It’s that time of year again. Personal statements have been written. UCAS applications have been sent and the interviewing process has begun to recruit the next generation of diagnostic radiographers. It’s no secret that candidates will be asked why they are considering a degree in radiography. It will be no surprise to hear that for most it is the mix of technical skill and patient care that attracts them to the profession- I gave that very answer seventeen year ago. While my answer hasn’t changed during this time, my appreciation of the patient care aspect of our role has.
In 2002, less than a year qualified, my Mum passed away from a short illness. During this time Mum had became a hospital regular and came across a number of different departments and professionals. It was her account of a visit to the imaging department which made me further consider our role in the patient journey. Due to a delayed scan, and after drinking the copious amount of contrast medium needed for the CT scan, she was desperate for the toilet. She asked the radiographer if she could assist her. The “rather flustered” radiographer said there was no need as they would be with her shortly. However this wasn’t the case. Too weak to take herself to the toilet she wet herself and remained that way until she returned to the ward after her scan. To this day I remember her recount how embarrassed and powerless she felt.
Ours is an interesting patient interaction. In a very short space of time you need to gain the patient’s trust to take the images required, often when they are in pain or scared of the results. Unlike other healthcare professionals you may never see your service user again. As highlighted above we often do this in high-demanding environments and it is a skill we refine throughout our pre-registration and post-registration training.
In 2007 I had the opportunity to explore the patient-radiographer interaction in more detail while studying for my medical imaging masters. I was fortunate to be taught by Dr. Lisa Booth, an expert in this field. In a postgraduate programme which was inevitably technology driven it was refreshing to have a module solely dedicated to the patient care aspect of our role. An over-riding theme of Dr. Booth’s teaching (which uses a transactional communication approach) was how to make the most of the patient interaction- no matter how brief.
More recently I have started to follow the #hellomynameis campaign championed by Dr Kate Granger. I use a “You-Tube” clip of Dr. Granger speaking at the NHS Confederation annual conference and exhibition 2014 to explore with my year 3 students the diagnostic imaging journey through the service user’s eyes.
Although her experiences are not necessarily of the imaging department, there are many strands that can be woven into our practice. Who knew the simple words of “Hello My Name Is ….”, could be so powerful?
So what would I tell my 17 year old self on that faithful day? (Other than breath, relax, smile?). A career in radiography will be everything you think it will be- both technical and patient focused. It will be challenging but also rewarding. But most importantly, no matter where your career takes you, your patient care/ communication will be at the heart of everything you do.

» EXTRACTED INFORMATION:
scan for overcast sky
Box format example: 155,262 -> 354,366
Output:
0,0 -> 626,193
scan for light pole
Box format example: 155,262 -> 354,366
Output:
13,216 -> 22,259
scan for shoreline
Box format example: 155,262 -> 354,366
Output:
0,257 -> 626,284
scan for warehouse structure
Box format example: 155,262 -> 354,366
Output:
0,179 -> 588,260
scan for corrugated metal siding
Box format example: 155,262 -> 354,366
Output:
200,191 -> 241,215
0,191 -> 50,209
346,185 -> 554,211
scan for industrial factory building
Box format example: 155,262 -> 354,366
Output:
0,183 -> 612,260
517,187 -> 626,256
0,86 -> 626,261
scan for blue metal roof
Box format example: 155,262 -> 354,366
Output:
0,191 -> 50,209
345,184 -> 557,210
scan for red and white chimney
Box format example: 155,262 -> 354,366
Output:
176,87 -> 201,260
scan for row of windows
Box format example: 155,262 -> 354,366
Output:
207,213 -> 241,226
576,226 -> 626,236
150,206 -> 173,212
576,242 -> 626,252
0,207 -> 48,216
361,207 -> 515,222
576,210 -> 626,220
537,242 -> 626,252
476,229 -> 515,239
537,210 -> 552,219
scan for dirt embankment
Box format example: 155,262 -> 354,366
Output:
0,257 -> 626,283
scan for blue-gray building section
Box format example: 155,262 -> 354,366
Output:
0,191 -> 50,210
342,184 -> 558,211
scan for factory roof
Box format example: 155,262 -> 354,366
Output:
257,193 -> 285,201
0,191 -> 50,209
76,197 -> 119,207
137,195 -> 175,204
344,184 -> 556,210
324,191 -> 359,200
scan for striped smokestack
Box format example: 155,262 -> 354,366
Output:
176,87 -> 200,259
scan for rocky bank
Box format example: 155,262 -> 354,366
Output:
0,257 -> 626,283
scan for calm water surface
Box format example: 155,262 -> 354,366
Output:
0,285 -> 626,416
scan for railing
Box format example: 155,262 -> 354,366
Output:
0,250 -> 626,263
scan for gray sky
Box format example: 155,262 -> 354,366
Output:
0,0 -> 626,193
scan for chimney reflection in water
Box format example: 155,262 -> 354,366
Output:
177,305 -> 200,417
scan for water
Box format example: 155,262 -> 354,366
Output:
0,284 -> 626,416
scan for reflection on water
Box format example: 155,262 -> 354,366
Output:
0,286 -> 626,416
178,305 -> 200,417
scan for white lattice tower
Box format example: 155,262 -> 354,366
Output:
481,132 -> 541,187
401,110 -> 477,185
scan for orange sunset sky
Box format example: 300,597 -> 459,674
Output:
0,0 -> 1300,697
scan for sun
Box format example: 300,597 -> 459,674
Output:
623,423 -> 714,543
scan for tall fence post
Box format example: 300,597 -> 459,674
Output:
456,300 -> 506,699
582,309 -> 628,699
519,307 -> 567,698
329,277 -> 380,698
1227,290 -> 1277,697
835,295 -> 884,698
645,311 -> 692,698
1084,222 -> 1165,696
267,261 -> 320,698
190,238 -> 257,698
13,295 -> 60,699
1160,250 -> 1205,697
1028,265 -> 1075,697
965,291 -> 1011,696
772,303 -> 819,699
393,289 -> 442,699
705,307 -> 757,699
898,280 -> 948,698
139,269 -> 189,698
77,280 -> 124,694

» WHAT THIS EXERCISE ASKS:
1 - In the radiography essay, transcribe everything from "In 2007 I had" down to "matter how brief.".
2 - Using the radiography essay, explain how the author's mother came to wet herself during her visit to the imaging department.

» SOLUTIONS TO THE EXERCISE:
1 -
In 2007 I had the opportunity to explore the patient-radiographer interaction in more detail while studying for my medical imaging masters. I was fortunate to be taught by Dr. Lisa Booth, an expert in this field. In a postgraduate programme which was inevitably technology driven it was refreshing to have a module solely dedicated to the patient care aspect of our role. An over-riding theme of Dr. Booth’s teaching (which uses a transactional communication approach) was how to make the most of the patient interaction- no matter how brief.

2 - Her scan was delayed, and after drinking the large amount of contrast medium needed for the CT scan she was desperate for the toilet. The radiographer she asked for help said they would be with her shortly but did not come. She was too weak to get to the toilet by herself.